● **Data for analysis**
----------

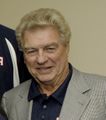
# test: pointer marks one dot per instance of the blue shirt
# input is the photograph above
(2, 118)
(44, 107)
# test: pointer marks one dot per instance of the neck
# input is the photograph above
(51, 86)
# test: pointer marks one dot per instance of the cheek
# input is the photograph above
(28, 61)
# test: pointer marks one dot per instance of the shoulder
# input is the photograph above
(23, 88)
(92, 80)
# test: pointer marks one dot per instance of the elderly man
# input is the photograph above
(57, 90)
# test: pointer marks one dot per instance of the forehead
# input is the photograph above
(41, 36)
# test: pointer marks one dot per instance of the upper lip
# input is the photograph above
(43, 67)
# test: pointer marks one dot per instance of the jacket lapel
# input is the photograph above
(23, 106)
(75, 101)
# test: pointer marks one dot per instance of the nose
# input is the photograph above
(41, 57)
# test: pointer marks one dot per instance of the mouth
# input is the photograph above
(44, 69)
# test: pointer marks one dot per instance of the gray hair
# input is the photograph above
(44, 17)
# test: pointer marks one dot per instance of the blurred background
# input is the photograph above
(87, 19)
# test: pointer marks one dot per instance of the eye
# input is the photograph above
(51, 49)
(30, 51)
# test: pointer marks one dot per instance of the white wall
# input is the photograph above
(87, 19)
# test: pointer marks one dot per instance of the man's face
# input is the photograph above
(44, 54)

----------

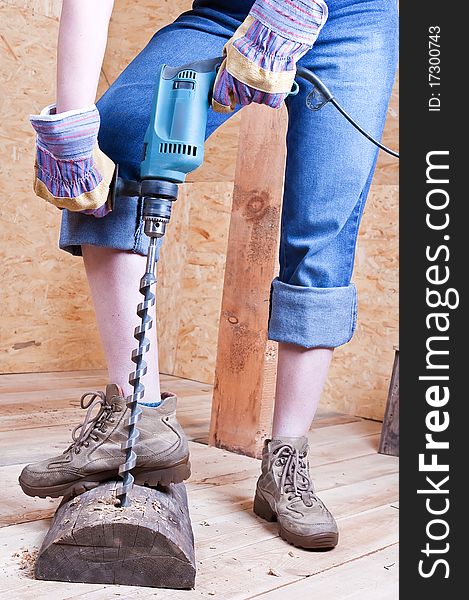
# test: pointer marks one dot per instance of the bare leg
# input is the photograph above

----------

Search the listing above for the lines with "# test: pointer marks one dot per instance of the neck" and "# test: pointer marks one dot per instance of the elderly", then output those lines and all lines between them exactly.

● **Your solution**
# test: pointer marks one dot per instance of the neck
# input is the photograph above
(51, 86)
# test: pointer marks one dot per instance of the cheek
# input is the photograph above
(28, 61)
# test: pointer marks one dot per instance of the shoulder
# input is the photograph above
(23, 88)
(92, 80)
# test: pointer marks one dot per instance of the elderly man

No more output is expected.